<<<<

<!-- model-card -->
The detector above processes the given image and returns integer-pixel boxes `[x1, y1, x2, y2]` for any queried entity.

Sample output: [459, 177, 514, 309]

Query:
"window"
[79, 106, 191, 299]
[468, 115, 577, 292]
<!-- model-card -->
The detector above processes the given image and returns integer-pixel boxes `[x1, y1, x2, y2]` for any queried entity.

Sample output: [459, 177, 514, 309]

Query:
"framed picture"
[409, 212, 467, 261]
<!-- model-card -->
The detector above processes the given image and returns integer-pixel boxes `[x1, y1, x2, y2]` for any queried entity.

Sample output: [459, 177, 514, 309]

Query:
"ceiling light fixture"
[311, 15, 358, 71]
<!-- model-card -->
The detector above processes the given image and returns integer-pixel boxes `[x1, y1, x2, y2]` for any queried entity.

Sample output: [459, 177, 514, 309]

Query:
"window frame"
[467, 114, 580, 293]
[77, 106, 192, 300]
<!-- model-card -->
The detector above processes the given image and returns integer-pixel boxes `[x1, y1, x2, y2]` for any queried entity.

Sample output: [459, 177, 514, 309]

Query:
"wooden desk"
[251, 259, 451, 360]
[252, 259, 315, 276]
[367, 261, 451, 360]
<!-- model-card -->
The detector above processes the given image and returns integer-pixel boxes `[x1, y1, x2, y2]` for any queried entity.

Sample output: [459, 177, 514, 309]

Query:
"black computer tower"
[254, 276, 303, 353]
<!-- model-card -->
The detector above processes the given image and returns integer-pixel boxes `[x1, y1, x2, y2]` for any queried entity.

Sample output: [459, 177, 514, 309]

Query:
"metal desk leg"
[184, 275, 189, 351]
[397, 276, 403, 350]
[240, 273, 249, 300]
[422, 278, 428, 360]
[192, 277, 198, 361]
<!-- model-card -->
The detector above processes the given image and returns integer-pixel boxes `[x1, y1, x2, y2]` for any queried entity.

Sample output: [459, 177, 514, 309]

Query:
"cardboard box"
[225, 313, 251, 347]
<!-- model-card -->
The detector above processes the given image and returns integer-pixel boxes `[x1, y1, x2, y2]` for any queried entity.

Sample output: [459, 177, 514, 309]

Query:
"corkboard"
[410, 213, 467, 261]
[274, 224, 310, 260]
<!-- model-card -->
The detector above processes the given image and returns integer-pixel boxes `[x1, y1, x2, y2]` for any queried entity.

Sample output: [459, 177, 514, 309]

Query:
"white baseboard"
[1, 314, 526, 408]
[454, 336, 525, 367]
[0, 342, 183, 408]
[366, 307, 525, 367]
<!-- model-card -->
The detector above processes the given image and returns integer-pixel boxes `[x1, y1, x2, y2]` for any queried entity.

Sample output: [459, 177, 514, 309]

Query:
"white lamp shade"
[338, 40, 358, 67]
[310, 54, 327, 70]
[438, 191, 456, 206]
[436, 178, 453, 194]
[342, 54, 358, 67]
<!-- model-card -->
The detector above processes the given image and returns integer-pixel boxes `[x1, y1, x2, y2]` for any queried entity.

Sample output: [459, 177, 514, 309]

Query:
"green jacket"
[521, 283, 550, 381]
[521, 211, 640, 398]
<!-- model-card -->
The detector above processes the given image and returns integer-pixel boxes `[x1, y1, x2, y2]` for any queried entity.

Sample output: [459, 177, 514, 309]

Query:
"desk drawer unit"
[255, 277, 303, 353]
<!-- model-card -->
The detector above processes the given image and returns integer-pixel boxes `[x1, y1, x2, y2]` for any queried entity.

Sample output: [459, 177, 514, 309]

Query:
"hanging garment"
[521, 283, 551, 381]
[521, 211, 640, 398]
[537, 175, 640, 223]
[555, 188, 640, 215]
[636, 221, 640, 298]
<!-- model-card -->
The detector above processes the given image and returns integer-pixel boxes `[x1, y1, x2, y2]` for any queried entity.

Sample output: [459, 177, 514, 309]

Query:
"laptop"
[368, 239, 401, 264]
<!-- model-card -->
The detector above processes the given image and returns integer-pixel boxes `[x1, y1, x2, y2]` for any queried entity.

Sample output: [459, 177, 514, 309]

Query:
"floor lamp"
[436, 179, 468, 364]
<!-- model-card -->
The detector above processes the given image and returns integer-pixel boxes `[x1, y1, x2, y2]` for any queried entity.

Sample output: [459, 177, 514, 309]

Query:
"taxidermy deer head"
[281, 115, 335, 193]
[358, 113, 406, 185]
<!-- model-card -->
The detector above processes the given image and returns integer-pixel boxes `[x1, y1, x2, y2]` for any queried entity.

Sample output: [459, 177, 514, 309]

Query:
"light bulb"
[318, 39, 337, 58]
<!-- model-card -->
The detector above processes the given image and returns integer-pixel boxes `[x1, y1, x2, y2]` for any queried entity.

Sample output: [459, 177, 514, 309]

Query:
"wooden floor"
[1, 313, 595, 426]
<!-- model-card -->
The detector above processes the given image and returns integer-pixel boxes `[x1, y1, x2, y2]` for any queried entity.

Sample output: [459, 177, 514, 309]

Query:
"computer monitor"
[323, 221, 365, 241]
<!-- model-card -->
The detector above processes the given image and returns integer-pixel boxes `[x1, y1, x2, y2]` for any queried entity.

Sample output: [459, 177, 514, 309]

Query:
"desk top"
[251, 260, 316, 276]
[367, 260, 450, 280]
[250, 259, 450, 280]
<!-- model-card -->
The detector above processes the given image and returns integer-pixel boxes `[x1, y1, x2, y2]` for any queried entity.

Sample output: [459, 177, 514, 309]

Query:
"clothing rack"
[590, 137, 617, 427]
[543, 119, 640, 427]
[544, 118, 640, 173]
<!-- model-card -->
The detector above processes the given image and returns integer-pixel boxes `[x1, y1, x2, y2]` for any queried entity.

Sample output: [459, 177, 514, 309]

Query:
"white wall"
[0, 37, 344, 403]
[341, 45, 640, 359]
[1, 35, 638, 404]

>>>>

▶ What is being asked
What you return must match the records above exactly.

▶ Answer space
<!-- model-card -->
The detector above processes the given image and returns integer-pixel boxes `[x1, y1, x2, y2]` for any queried entity.

Sample output: [459, 177, 514, 309]

Query:
"window"
[79, 106, 191, 299]
[468, 115, 577, 292]
<!-- model-card -->
The detector above processes the given image and returns integer-pixel boxes `[x1, y1, x2, y2]` for any queried entity.

Sample output: [459, 177, 514, 309]

Query:
"framed picture"
[409, 212, 467, 261]
<!-- model-card -->
The detector above processes the given image and returns integer-pixel boxes `[x1, y1, x2, y2]` for any queried entity.

Sample output: [459, 177, 514, 309]

Query:
"ceiling light fixture"
[311, 15, 358, 71]
<!-- model-card -->
The detector above processes the given image and returns integer-pixel boxes `[x1, y1, x2, y2]` for any queried entity.

Sample output: [459, 177, 514, 309]

Query:
"window frame"
[467, 114, 580, 293]
[77, 106, 192, 300]
<!-- model-card -->
The detector above processes the given image and returns integer-pixel boxes `[x1, y1, x2, y2]` for any queried entity.

Sample output: [459, 177, 514, 309]

Query:
"wooden desk"
[251, 259, 451, 360]
[252, 259, 315, 276]
[367, 261, 451, 360]
<!-- model-card -->
The detector above processes the given image and returns integer-pixel boxes `[x1, y1, x2, y2]` for any queried entity.

Sample output: [459, 177, 514, 309]

Query:
"black computer tower"
[254, 276, 303, 353]
<!-- model-card -->
The detector above processes the given image and returns integer-pixel boxes `[x1, y1, x2, y2]` for any queried entity.

Sample output: [459, 177, 514, 309]

Query:
"metal desk leg"
[184, 275, 189, 351]
[397, 276, 403, 350]
[240, 273, 249, 300]
[422, 278, 428, 360]
[192, 277, 198, 361]
<!-- model-card -->
The detector above processes the given image and returns integer-pixel boxes `[x1, y1, x2, y2]` for any queried entity.

Sample output: [459, 177, 514, 309]

Query:
"cardboard box"
[225, 313, 251, 347]
<!-- model-card -->
The detector above processes the given image and returns integer-pixel boxes `[x1, y1, x2, y2]` for any queried entity.

Sample output: [459, 177, 514, 309]

Query:
"corkboard"
[410, 213, 467, 261]
[274, 224, 310, 260]
<!-- model-card -->
The detector above processes the given image and returns integer-pixel boxes `[x1, y1, x2, y2]` for any queried entity.

Sample output: [459, 177, 514, 309]

Query:
"white baseboard"
[1, 314, 526, 408]
[454, 336, 525, 367]
[0, 342, 183, 408]
[366, 307, 525, 367]
<!-- model-card -->
The detector above processes the given image and returns integer-pixel boxes `[x1, y1, x2, y2]` for any queried entity.

Sample output: [459, 177, 514, 309]

Query:
"white lamp shade"
[338, 40, 358, 67]
[310, 54, 327, 70]
[438, 191, 456, 206]
[436, 178, 453, 194]
[342, 54, 358, 67]
<!-- model-card -->
The detector above processes the given image and returns integer-pixel boxes `[x1, y1, x2, y2]` for any queried entity.

Sample output: [459, 177, 514, 309]

Query:
"green jacket"
[521, 283, 550, 381]
[521, 211, 640, 398]
<!-- model-card -->
The detector above processes the given image and returns integer-pixel boxes `[x1, y1, x2, y2]` for any queried entity.

Sample output: [459, 177, 514, 309]

Query:
"desk drawer unit"
[255, 277, 303, 353]
<!-- model-card -->
The detector above processes the given image and returns integer-pixel boxes `[x1, y1, x2, y2]` for any queried entity.

Sample output: [459, 177, 514, 309]

Query:
"hanging garment"
[521, 283, 551, 381]
[521, 211, 640, 398]
[537, 175, 640, 223]
[555, 188, 640, 215]
[636, 221, 640, 298]
<!-- model-card -->
The detector above processes the given image and returns integer-pixel boxes `[x1, y1, x2, y2]` for any queried entity.

Sample output: [459, 177, 514, 309]

Query:
"laptop"
[368, 239, 401, 264]
<!-- model-card -->
The detector above processes the given image and returns integer-pixel boxes `[x1, y1, x2, y2]` for any queried entity.

Sample output: [459, 177, 514, 309]

Query:
"floor lamp"
[436, 179, 468, 364]
<!-- model-card -->
The detector above processes the given image and returns integer-pixel boxes `[x1, y1, x2, y2]` for any queried entity.

Sample output: [459, 177, 514, 309]

Query:
"taxidermy deer head"
[281, 115, 335, 193]
[358, 113, 406, 185]
<!-- model-card -->
The detector above processes the given image and returns integer-pixel boxes `[x1, y1, x2, y2]` for any queried entity.

Sample output: [459, 177, 514, 309]

Query:
"light bulb"
[318, 39, 337, 58]
<!-- model-card -->
The detector above processes the given image and returns integer-pixel boxes `[x1, y1, x2, y2]` for any queried entity.

Sample output: [459, 177, 514, 309]

Query:
"wooden floor"
[1, 313, 595, 426]
<!-- model-card -->
The detector above processes the given image and returns integer-pixel boxes `[x1, y1, x2, y2]` for any queried entity.

Sample output: [459, 177, 514, 309]

Query:
"computer monitor"
[323, 221, 365, 241]
<!-- model-card -->
The detector above processes the given image and returns integer-pixel boxes `[x1, y1, x2, y2]` for any queried entity.

Sample output: [459, 177, 514, 309]

Query:
"desk top"
[251, 260, 316, 276]
[367, 260, 450, 280]
[250, 259, 450, 280]
<!-- model-card -->
The detector above processes the given image and returns integer-pixel boxes `[x1, y1, x2, y2]` for any queried entity.

Sample output: [459, 177, 514, 309]

Query:
"clothing rack"
[590, 137, 617, 427]
[543, 119, 640, 427]
[544, 118, 640, 173]
<!-- model-card -->
The detector above processes the given image and returns integer-pixel boxes `[x1, y1, x2, y2]` for any queried entity.

Sample output: [459, 177, 514, 309]

Query:
"white wall"
[0, 37, 344, 403]
[341, 45, 640, 359]
[1, 35, 638, 404]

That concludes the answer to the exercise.